| PROBLEM DETAILS |
Return each line of the listing below that contains the word "neighboring", copying every such line in full.

| Records from a data source |
▶

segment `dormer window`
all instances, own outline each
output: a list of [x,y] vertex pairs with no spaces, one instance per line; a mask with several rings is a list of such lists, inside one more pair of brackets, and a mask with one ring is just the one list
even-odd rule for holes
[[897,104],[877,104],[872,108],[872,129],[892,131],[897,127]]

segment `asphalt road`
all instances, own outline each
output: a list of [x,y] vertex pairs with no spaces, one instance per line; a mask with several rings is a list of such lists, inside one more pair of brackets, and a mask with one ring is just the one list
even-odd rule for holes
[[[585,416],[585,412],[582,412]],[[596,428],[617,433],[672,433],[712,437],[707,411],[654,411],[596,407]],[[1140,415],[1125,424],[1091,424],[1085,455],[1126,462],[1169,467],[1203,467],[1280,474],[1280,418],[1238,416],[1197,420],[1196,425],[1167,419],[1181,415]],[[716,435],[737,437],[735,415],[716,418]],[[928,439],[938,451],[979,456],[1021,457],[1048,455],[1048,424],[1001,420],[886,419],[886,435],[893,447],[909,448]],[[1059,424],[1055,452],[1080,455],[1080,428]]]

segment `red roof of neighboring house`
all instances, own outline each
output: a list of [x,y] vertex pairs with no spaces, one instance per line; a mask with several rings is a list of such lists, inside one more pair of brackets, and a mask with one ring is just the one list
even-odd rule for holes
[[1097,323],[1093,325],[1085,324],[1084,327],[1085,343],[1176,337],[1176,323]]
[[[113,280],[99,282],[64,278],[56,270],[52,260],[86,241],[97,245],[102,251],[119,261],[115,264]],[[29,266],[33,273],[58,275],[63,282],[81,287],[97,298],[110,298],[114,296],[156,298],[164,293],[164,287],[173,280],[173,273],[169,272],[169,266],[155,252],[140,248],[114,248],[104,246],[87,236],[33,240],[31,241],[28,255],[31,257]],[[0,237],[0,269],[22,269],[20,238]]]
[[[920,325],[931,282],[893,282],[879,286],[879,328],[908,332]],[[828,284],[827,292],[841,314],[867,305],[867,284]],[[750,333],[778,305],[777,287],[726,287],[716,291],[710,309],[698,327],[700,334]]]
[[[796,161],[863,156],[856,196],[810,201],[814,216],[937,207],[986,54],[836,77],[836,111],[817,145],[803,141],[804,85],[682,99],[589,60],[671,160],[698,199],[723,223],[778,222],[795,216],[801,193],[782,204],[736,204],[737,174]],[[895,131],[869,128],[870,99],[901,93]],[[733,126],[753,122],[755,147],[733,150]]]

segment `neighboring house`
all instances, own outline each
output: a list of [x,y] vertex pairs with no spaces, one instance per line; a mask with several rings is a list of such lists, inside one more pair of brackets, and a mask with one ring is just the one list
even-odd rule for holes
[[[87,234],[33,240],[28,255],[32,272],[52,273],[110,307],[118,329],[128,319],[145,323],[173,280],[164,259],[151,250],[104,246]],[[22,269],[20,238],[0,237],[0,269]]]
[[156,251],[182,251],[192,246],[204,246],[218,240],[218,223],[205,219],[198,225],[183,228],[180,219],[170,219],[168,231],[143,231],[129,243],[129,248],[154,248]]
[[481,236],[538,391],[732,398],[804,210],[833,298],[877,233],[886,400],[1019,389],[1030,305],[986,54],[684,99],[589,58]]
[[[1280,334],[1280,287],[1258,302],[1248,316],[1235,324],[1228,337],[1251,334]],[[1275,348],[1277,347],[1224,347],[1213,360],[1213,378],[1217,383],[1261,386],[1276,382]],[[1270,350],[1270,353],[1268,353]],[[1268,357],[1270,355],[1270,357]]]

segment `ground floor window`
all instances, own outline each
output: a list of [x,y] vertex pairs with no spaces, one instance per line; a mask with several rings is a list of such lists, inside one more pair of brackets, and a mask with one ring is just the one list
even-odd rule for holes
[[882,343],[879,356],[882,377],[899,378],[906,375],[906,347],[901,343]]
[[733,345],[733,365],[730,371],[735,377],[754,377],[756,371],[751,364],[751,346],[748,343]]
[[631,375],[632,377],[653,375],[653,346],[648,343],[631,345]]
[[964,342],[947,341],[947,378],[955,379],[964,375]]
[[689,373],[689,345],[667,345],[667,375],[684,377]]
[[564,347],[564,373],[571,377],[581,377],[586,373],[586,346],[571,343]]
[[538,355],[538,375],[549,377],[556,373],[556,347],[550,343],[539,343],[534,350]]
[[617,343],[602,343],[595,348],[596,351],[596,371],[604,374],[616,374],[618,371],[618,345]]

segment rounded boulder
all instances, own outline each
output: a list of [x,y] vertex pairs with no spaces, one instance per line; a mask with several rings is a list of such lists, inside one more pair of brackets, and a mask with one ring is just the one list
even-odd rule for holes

◀

| ANSWER TO THIS TASK |
segment `red roof of neighboring house`
segment `neighboring house`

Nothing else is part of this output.